======== Given records ========

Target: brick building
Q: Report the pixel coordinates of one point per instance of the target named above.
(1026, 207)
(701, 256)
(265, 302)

========

Copy every line verbatim.

• **Exercise output**:
Target: brick building
Q: Report the pixel coordinates of one point per instance of the target named above.
(1026, 207)
(701, 256)
(265, 302)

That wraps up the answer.